Texto fornecido:
________

É relativamente fácil de concluir que “Lagaan” foi um filme que teve vários recursos financeiros e materiais à sua disposição, sendo até hoje a maior produção de sempre na história da meca do cinema indiano. O filme é visualmente poderoso, alicerçado numa fotografia de respeito onde nos é dado a conhecer vastas paisagens áridas de uma Índia desconhecida para quase todos nós. Junte-se os palácios dos marajás, as casas senhoriais inglesas, um guarda-roupa meticuloso e um interminável leque de actores e estão criadas as condições materiais para mais uma película que visa provar que a lenda é quase sempre maior do que a vida.

Os actores, embora cumpram o que lhes peçam, não se exibem todos em igual medida, muito por força da dispersão dos papéis num grande número de intervenientes. Mesmo assim, sempre se dirá que Aamir Khan demnstra o carisma que lhe é inato. Não é segredo que estamos perante um dos mais sensacionais actores de “Bollywood”, se não mesmo o mais competente actualmente. Gracy Singh faz praticamente a sua estreia numa grande produção, e embora se esforce, há que reconhecer que ainda tinha muito que calcorrear para chegar ao nível de uma Kareena Kapoor, de uma Preity Zinta ou de uma Aishwarya Rai. No que concerne à falange britânica presente na película, é necessário desde logo afirmar que o cinema de “Bollywood” ainda não é suficientemente atractivo para capitalizar grandes nomes ingleses, pelo que invariavelmente se recorre a figuras desconhecidas. Falando de Rachel Shelley e Paul Blachthorne, os que assumem mais despesas nesta longa-metragem, ambos são actores de séries ou filmes desconhecidos. Muito provavelmente, “Lagaan” constituirá o expoente máximo nas suas carreiras. O seu desempenho é aceitável, embora longe de ser brilhante. Como aspecto lateral, sempre se dirá que a actriz britânica é lindíssima, e possui uns olhos que petrificam qualquer um...

________

(Registos guardados)
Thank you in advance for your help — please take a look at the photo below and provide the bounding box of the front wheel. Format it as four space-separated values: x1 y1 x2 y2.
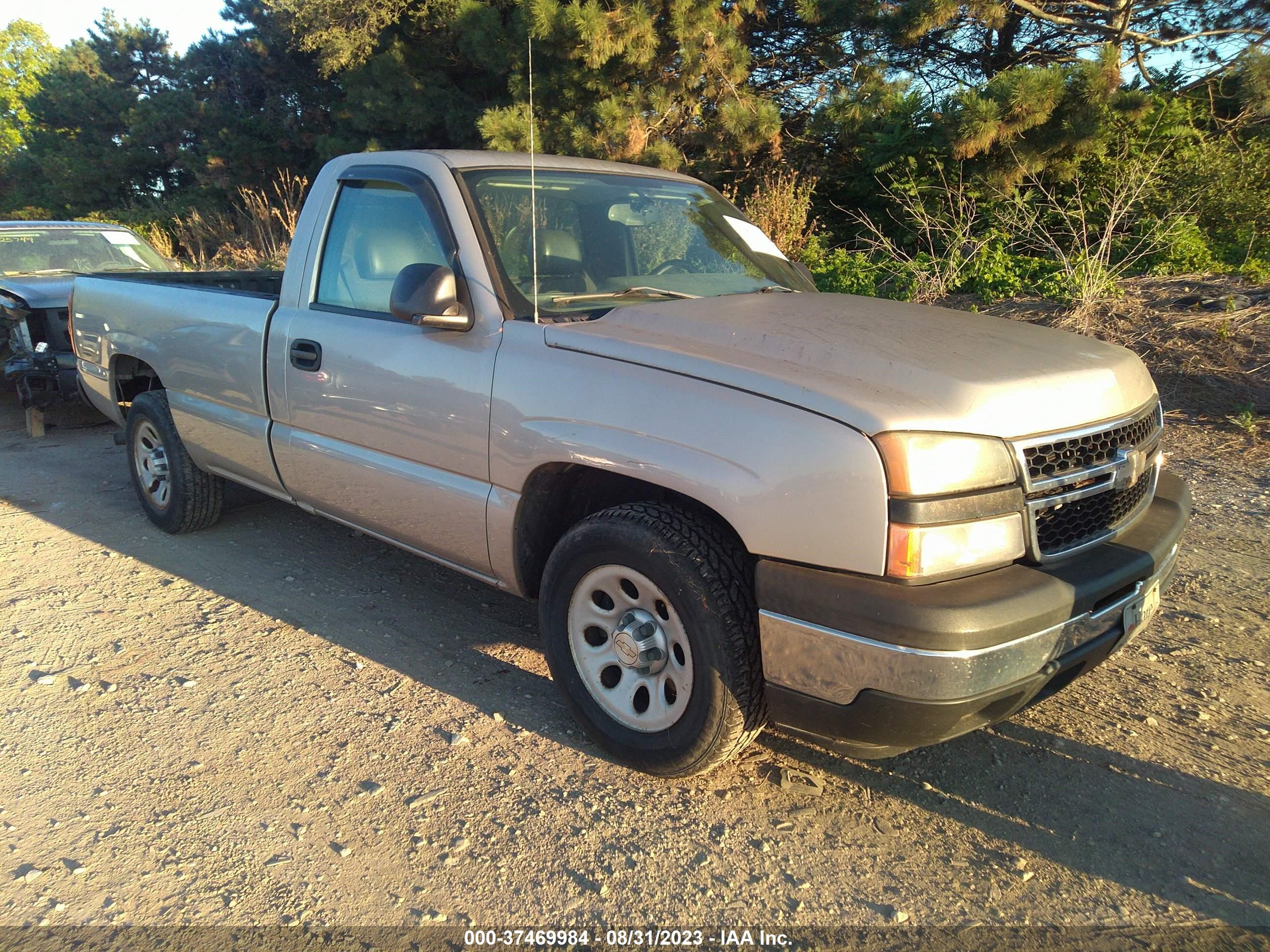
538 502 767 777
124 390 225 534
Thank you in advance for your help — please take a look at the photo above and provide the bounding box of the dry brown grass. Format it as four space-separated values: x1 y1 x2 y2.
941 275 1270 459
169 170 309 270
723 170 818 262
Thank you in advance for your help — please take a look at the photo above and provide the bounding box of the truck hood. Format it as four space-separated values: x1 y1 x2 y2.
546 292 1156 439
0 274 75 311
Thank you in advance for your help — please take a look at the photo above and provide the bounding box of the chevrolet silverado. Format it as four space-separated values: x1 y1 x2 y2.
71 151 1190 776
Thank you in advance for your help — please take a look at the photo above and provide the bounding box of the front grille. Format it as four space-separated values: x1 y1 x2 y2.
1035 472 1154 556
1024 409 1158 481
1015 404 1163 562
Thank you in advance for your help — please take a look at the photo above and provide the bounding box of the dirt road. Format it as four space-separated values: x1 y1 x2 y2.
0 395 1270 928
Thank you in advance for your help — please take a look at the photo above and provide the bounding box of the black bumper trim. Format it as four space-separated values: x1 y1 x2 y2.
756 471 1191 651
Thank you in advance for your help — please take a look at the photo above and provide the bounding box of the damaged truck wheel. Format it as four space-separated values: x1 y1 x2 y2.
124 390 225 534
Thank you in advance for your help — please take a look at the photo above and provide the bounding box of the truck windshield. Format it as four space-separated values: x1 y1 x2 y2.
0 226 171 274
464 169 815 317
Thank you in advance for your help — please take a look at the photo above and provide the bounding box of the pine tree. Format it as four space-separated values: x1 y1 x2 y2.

________

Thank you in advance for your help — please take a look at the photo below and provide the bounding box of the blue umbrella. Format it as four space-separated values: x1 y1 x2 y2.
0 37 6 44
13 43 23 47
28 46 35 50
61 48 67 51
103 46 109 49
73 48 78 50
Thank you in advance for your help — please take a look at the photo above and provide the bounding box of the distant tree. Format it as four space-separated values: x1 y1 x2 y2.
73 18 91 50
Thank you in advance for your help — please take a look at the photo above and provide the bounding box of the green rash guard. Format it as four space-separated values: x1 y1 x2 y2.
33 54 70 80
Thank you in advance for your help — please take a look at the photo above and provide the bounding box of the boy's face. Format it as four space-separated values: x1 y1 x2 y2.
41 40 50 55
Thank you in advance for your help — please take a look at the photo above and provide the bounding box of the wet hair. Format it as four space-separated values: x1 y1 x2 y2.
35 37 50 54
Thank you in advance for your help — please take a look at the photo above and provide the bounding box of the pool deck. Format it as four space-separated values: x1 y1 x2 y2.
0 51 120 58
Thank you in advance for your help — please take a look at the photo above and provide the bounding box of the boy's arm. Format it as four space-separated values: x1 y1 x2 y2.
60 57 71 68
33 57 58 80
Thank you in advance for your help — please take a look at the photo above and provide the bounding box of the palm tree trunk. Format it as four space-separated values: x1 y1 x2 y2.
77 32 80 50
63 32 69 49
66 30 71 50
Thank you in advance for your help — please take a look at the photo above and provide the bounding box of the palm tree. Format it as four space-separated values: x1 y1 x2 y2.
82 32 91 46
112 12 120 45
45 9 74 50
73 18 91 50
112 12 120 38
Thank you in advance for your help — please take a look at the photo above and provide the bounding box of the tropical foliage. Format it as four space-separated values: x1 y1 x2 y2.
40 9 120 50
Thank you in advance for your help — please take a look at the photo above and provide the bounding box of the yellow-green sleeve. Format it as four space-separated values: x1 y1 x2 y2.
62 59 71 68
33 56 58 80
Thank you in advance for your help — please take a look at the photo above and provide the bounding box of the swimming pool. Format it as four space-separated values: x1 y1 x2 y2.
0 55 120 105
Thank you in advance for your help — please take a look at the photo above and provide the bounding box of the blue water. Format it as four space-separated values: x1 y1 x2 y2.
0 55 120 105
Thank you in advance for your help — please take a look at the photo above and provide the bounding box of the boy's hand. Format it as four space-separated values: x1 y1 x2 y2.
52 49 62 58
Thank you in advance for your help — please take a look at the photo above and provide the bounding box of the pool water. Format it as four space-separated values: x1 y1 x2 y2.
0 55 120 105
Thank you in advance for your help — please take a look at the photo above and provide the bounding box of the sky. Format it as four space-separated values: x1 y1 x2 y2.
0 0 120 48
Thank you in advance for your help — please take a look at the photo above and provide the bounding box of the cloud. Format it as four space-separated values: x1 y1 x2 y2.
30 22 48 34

________

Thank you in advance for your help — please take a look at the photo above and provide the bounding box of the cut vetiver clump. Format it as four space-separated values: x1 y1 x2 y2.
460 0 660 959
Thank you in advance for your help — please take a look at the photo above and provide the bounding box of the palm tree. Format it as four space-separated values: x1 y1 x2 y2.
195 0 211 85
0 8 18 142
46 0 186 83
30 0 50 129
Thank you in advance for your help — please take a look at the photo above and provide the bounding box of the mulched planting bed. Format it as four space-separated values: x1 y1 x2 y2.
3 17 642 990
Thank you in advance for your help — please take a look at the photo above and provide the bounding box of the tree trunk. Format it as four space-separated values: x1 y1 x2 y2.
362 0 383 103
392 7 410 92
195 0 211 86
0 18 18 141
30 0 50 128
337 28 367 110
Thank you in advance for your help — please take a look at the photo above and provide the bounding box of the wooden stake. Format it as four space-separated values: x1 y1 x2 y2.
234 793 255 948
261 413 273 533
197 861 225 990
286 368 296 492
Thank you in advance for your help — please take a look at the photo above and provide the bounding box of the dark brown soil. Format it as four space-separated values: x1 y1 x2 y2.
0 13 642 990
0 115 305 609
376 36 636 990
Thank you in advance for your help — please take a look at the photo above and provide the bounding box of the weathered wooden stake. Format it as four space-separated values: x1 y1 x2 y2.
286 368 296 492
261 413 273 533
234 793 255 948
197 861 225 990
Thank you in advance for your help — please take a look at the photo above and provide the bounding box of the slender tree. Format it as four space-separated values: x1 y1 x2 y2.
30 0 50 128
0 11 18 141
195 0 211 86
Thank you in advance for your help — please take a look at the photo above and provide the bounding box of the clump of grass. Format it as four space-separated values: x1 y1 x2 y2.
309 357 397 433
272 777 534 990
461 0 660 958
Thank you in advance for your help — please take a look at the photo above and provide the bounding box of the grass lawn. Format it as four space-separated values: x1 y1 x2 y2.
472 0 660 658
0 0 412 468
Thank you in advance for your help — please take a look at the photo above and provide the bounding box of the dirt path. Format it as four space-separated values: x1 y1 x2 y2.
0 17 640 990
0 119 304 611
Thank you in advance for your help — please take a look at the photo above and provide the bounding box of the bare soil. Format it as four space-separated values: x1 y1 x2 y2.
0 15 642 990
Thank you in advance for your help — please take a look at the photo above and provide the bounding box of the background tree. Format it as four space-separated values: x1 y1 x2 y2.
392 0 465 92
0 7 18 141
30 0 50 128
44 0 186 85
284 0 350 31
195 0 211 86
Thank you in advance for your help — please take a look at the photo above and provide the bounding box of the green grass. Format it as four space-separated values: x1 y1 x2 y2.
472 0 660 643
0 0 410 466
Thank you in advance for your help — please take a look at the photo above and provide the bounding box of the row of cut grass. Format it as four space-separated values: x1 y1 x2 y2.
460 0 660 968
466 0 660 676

________

Pedido escrito:
Pode continuar a crítica ao filme “Lagaan” a partir da última frase apresentada?

Resposta escrita:
“Lagaan” é uma película de excelente qualidade que teve, entre outros méritos, o de chamar a atenção para a cinematografia de “Bollywood” no ocidente, provando de uma vez por todas que na Índia também residem obras de grande envergadura cinematográfica. Apesar de ser uma longa-metragem bastante extensa, o seu ritmo contagiante faz com que as mais de três horas e meia de filme decorram num ápice, nunca entediando o espectador. Transmite uma mensagem assaz positiva e que passa muito pela ideia de sermos nós os deuses que controlam o nosso destino. Contudo, na minha ainda curta deambulação pelas obras daquele país, confesso que já tive a oportunidade de visionar películas que, por mais inverosímel que pareça, são superiores. Pelo exposto, sempre se poderá questionar com alguma acuidade, o porquê de mais filmes provenientes da Índia não terem uma presença constante nos grandes certames de cinema do mundo. Já é tempo de ultrapassar o trauma de que tudo o que provém daquelas paragens está conotado com o signo do “rasca”. Eu, aos poucos, já o estou a fazer. E sinto-me feliz por isso, pois é sinal que os meus horizontes cinematográficos evoluíram e subsequentemente estão a tornar-se mais vastos.

A não perder!


"Bhuvan e Gauri"

Trailer - música "Chale Chalo"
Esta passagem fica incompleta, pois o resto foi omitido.